→ FRAGMENTO:
* * *

De repente, a eso de las siete y media de la mañana, el despertador sonó y me levanté entresudado, y en pleno invierno, igual que si hubiese terminado de entrenar en una de esas sesiones que te dejan al borde de la extenuación. Buff! Resoplé, al ver que todo había sido una mala y jodida pesadilla, respiré. Aún tembloroso; mientras me dirigía a la ducha, recordé la causa de esa desesperación. En un telediario de la noche, condimentado con una cena copiosa y a deshoras, oí una absurda noticia, la propuesta de “no se quién”; bueno, si que sé de quién se trataba, pero no merece la pena nombrar a nadie; pongamos que hablo de Madrid, como la canción del añorado Antonio Flores. Pues bien; el locutor comentaba que se proponía dar a la figura de los “profes” el apellido de autoridad; el tratamiento de Ud. Y todo ello para evitar las “salidas de tono” de los muchach@s en el aula. De momento toco madera y “nun escupo p'arriba”, pero no creo que esa sea la solución más válida. Tengo el firme convencimiento de que solo del respeto hacia todas las personas, sean quienes sean, puede manar la capacidad de las sociedades para evolucionar. Si pensamos que alguien por tener una licenciatura o especialidad universitaria debe merecer más respeto que los demás, estamos “apañaos”. Bastantes fantasmas, sin sábana ni cadenas, hay en esta tierra de suplicios que quieren jugar y destrozar los sentimientos de las personas.
La solución pasa por que demos a los más jóvenes la capacidad para desarrollarse autónomamente en una sociedad cada vez más compleja. Poner trabas y diques impiden el correcto fluir del respeto mutuo entre las personas. Es como la teoría sobre la capacidad del liderazgo en las empresas, que nunca es buena cuando se impone, sino cuando se consensúa. Y esos solo es posible cuando todos estamos preñados de cultura; no si pensamos que el negro es inferior por su color, el que profesa otra religión o creencia es un hereje, o que las personas valen por el dinero y bienes materiales que poseen y no por su aportación individual a la colectividad a la que pertenecen y a la globalización en la que resistimos. Geroge Orwel con “1984”y Aldous Huxley con “Un mundo feliz” pusieron la pelota en el tejado de la civilización. Por que el problema, el averno y la catarsis no están en la disparidad de opiniones, sino en aquellos que acorazados tras una piel de cordero intenta “llevarse el gato al agua” legislado por decreto y coartando las libertades a base de rigor, sin formar desde la base.

* * *

→ ACCIÓN REQUERIDA 1:
Responde estas preguntas sobre el texto acerca de la autoridad del profesorado:
(a) ¿A qué hora sonó el despertador?
(b) ¿Qué propuesta comentaba el locutor del telediario?
(c) Según la teoría sobre el liderazgo en las empresas que se menciona, ¿cuándo es bueno ese liderazgo?
→ ACCIÓN REQUERIDA 2: Prosigue el texto sobre la autoridad del profesorado a partir de su última oración.
Las entradas proceden de otra fuente distinta.

[Datos de señalamiento de regiones]
* * *

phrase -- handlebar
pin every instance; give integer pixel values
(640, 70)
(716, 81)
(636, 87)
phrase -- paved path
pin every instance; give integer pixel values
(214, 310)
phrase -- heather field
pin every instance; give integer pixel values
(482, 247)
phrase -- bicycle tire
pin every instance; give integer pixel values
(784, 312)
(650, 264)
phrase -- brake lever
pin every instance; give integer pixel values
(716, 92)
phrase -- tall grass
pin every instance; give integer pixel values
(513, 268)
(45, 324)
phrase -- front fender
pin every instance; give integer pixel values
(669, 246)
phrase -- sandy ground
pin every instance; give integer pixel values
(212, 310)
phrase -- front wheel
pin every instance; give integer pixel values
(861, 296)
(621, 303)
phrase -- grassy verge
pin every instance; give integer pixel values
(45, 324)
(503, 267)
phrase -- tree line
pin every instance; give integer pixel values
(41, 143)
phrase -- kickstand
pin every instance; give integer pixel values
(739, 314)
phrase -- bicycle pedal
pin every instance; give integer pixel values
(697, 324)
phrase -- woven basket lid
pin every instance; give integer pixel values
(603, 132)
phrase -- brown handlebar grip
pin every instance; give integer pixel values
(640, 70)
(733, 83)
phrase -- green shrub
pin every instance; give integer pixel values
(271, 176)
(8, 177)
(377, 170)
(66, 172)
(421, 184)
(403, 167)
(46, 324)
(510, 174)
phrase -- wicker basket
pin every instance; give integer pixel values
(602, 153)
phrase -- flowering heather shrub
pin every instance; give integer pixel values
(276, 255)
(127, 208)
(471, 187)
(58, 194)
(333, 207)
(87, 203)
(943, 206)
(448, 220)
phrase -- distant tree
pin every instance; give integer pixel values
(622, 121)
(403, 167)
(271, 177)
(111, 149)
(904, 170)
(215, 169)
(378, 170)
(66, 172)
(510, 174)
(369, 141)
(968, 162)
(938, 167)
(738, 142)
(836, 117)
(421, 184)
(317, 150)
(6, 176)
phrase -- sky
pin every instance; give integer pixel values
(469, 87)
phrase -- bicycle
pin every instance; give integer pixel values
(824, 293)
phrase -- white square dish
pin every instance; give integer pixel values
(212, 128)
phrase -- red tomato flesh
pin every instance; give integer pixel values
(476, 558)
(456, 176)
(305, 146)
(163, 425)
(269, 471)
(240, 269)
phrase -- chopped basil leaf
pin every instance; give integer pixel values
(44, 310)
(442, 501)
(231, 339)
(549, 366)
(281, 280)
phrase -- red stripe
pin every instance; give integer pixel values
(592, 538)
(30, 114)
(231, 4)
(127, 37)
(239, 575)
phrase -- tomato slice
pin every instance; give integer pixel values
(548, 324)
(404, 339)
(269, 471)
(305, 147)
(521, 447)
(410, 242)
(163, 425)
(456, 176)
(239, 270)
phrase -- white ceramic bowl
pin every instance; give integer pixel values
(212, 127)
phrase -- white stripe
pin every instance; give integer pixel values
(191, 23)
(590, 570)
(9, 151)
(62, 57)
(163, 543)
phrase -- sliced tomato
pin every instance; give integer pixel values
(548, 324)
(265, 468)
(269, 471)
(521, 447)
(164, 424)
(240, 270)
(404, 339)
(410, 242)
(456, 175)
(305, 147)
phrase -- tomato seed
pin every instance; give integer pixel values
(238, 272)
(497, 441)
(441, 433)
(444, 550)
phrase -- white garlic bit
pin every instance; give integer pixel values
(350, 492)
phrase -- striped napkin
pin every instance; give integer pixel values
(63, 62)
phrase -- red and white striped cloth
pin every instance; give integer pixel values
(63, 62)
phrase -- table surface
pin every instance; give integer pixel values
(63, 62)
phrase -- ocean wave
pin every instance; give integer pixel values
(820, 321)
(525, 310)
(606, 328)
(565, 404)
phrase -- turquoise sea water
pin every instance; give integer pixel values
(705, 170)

* * *

→ RESULTADO ESPERADO 1:
(a) A eso de las siete y media de la mañana.
(b) Dar a la figura de los profesores el apellido de autoridad y el tratamiento de usted, para evitar las salidas de tono de los muchachos en el aula.
(c) Cuando se consensúa, no cuando se impone.

→ RESULTADO ESPERADO 2:
Los viejos agricultores atan un “palín finu” a los árboles al plantarlos para que no se tuerzan. Y no esperan a que sea el vecino o el perito agrónomo el que lo haga; por que es suyo, lo quiere como a un hijo y está en su terruño. Si “pasa del tema” por lo que sea y cunado el tronco esta viciado intenta enderezarlo; lo máximo que va a lograr es romperlo por la parte más débil y tirarse de los pelos diciendo “Hay Má; por que nun'y fadría casu a mio Pá...con lo fácil que yera ata'y una guía...Y agora téngolu en suelu...”
Pero, como en todo en esta vida, aún estamos a tiempo de evitar disparates por falta de educación. Por que está bien saber mucha Economía, Matemática, Historia o Literatura; pero es también parte importante de la educación de los ciudadanos, saber vivir en sociedad, aunque algunos sigan sin enterarse. Que todo no se soluciona a “garrotazos” ni lavándose las manos y cargando el “embolao” a los educadores o, en el peor y más dramático caso, a los agentes del orden. Mientras entramos, todos, en razón sigo finalizando con un Carpe Diem; amigos.